# What is asked
Rescale the records beginning with the line containing "Your task is to locate the tree" and going on through the line containing "[401,217,515,253]", both ends included. Give all of those lines again, requests included, but multiply every box coordinate in the answers by 0.6 and round each to a whole number, halves up, and give nothing else.

────────────────

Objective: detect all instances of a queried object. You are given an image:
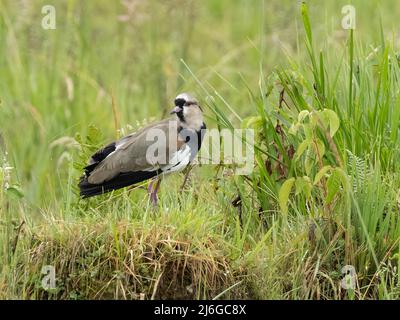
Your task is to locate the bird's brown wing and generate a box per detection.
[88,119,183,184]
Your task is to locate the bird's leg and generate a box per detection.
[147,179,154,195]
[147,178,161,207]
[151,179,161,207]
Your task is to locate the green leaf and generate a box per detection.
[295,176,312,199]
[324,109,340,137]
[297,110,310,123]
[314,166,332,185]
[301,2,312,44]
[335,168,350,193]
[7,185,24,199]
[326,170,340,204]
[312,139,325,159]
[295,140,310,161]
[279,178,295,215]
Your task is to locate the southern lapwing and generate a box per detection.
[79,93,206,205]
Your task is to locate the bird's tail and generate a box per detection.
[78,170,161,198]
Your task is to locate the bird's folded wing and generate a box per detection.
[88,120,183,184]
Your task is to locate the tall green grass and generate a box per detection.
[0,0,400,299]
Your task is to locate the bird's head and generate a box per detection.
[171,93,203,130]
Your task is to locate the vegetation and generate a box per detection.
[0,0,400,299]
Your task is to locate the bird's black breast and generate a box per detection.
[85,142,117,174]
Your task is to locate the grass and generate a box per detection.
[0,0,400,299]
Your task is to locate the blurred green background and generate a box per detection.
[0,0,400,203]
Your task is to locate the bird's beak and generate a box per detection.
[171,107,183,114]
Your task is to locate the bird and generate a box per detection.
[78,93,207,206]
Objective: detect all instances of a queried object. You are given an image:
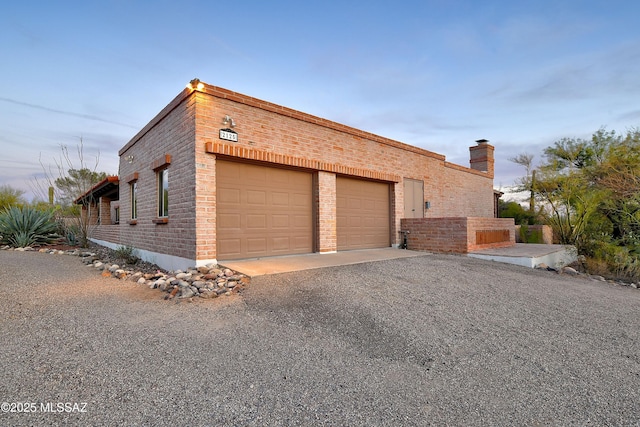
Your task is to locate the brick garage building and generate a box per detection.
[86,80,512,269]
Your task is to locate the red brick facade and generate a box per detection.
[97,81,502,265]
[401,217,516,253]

────────────────

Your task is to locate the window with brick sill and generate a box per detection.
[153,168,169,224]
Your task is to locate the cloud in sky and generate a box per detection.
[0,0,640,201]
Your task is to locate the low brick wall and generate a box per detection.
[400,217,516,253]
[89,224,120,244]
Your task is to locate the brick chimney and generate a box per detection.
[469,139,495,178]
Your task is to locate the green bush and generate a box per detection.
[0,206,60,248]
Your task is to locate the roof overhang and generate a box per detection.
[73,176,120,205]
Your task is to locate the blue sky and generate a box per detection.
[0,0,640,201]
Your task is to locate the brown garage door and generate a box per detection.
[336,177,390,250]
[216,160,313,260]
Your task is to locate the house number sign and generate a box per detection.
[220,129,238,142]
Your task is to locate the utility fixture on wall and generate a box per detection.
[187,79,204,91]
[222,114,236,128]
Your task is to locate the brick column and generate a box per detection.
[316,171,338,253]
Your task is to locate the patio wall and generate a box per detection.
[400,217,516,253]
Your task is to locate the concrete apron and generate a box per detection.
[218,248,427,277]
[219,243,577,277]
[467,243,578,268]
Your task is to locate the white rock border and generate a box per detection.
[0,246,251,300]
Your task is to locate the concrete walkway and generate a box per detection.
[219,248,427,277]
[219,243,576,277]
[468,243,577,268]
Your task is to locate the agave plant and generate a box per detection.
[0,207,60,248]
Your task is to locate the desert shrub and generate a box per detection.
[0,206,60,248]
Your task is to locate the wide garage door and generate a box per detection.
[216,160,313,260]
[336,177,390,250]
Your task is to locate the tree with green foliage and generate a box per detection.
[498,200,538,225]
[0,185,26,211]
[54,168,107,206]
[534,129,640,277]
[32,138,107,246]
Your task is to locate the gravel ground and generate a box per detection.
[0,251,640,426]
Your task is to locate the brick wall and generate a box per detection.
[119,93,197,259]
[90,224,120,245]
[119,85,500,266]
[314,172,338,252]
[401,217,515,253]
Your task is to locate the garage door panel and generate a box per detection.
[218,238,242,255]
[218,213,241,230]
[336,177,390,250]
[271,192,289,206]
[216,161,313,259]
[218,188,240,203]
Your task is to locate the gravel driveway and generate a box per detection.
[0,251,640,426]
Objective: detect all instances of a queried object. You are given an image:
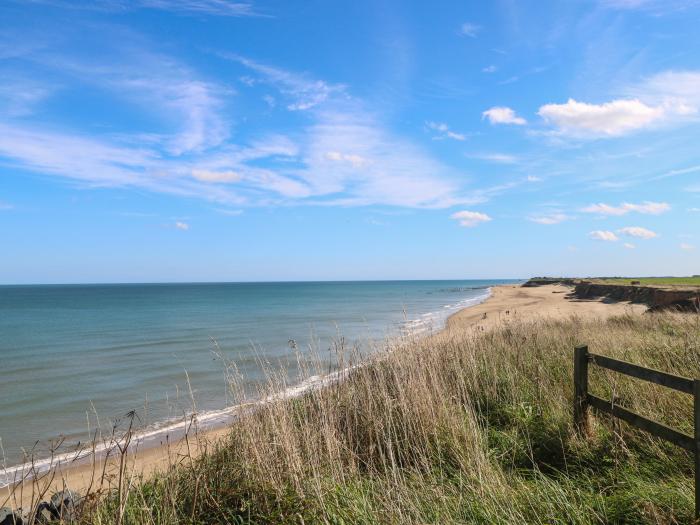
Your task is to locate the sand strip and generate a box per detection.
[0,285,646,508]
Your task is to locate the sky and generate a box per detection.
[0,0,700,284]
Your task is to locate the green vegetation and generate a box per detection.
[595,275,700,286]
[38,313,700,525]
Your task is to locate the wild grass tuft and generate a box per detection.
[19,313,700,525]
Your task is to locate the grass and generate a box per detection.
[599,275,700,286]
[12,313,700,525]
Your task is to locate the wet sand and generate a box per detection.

────────────────

# Complete answer
Your task is to locate the tree with green foliage and generate a box per detection.
[299,120,323,135]
[0,111,16,127]
[32,101,64,124]
[320,77,384,166]
[19,83,64,148]
Your task is to locate the gravel ground and generate a box per detection.
[0,151,384,256]
Your task is to locate the brick wall and generate a box per detection.
[71,56,118,155]
[54,134,72,147]
[71,51,300,160]
[188,103,203,151]
[241,130,309,152]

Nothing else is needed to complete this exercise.